Can you copy out the items below word for word, leaving the pictures out of your answer?

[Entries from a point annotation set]
· · · · ·

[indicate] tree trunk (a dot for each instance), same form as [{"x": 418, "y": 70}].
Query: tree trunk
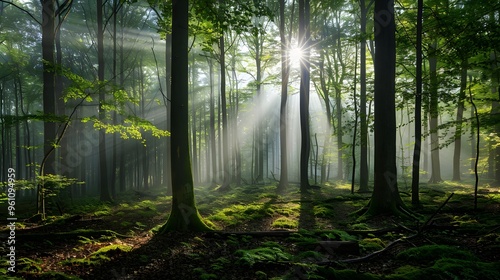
[
  {"x": 193, "y": 121},
  {"x": 49, "y": 82},
  {"x": 434, "y": 112},
  {"x": 184, "y": 215},
  {"x": 103, "y": 170},
  {"x": 284, "y": 96},
  {"x": 415, "y": 181},
  {"x": 385, "y": 197},
  {"x": 225, "y": 132},
  {"x": 363, "y": 160},
  {"x": 212, "y": 125},
  {"x": 305, "y": 148},
  {"x": 458, "y": 128}
]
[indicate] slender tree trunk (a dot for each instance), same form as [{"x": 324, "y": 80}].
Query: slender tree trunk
[
  {"x": 284, "y": 96},
  {"x": 415, "y": 188},
  {"x": 363, "y": 161},
  {"x": 184, "y": 215},
  {"x": 434, "y": 113},
  {"x": 212, "y": 124},
  {"x": 103, "y": 170},
  {"x": 49, "y": 82},
  {"x": 193, "y": 121},
  {"x": 168, "y": 145},
  {"x": 458, "y": 128},
  {"x": 304, "y": 93},
  {"x": 225, "y": 131}
]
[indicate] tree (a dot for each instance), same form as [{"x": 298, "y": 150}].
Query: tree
[
  {"x": 418, "y": 111},
  {"x": 304, "y": 37},
  {"x": 385, "y": 197},
  {"x": 363, "y": 161},
  {"x": 49, "y": 81},
  {"x": 105, "y": 195},
  {"x": 284, "y": 96},
  {"x": 184, "y": 215}
]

· · · · ·

» **Result of the task**
[indicate] tree trunk (a dot for each instance), same form as [{"x": 418, "y": 70}].
Query: tree trunk
[
  {"x": 193, "y": 121},
  {"x": 49, "y": 82},
  {"x": 434, "y": 112},
  {"x": 184, "y": 215},
  {"x": 103, "y": 170},
  {"x": 284, "y": 96},
  {"x": 415, "y": 181},
  {"x": 385, "y": 197},
  {"x": 225, "y": 132},
  {"x": 363, "y": 160},
  {"x": 212, "y": 125},
  {"x": 305, "y": 148},
  {"x": 458, "y": 128}
]
[indicate] slender tree trunk (a dot for each instance), same form as [{"x": 324, "y": 80}].
Query: slender tree trunk
[
  {"x": 284, "y": 96},
  {"x": 415, "y": 188},
  {"x": 363, "y": 161},
  {"x": 184, "y": 215},
  {"x": 434, "y": 113},
  {"x": 212, "y": 124},
  {"x": 103, "y": 170},
  {"x": 49, "y": 82},
  {"x": 193, "y": 121},
  {"x": 168, "y": 145},
  {"x": 458, "y": 128},
  {"x": 304, "y": 93},
  {"x": 225, "y": 131}
]
[indicate] tree (a dot for each instance), same form as [{"x": 298, "y": 150}].
Query: tree
[
  {"x": 418, "y": 111},
  {"x": 304, "y": 37},
  {"x": 385, "y": 197},
  {"x": 363, "y": 161},
  {"x": 49, "y": 81},
  {"x": 105, "y": 195},
  {"x": 284, "y": 96},
  {"x": 184, "y": 215}
]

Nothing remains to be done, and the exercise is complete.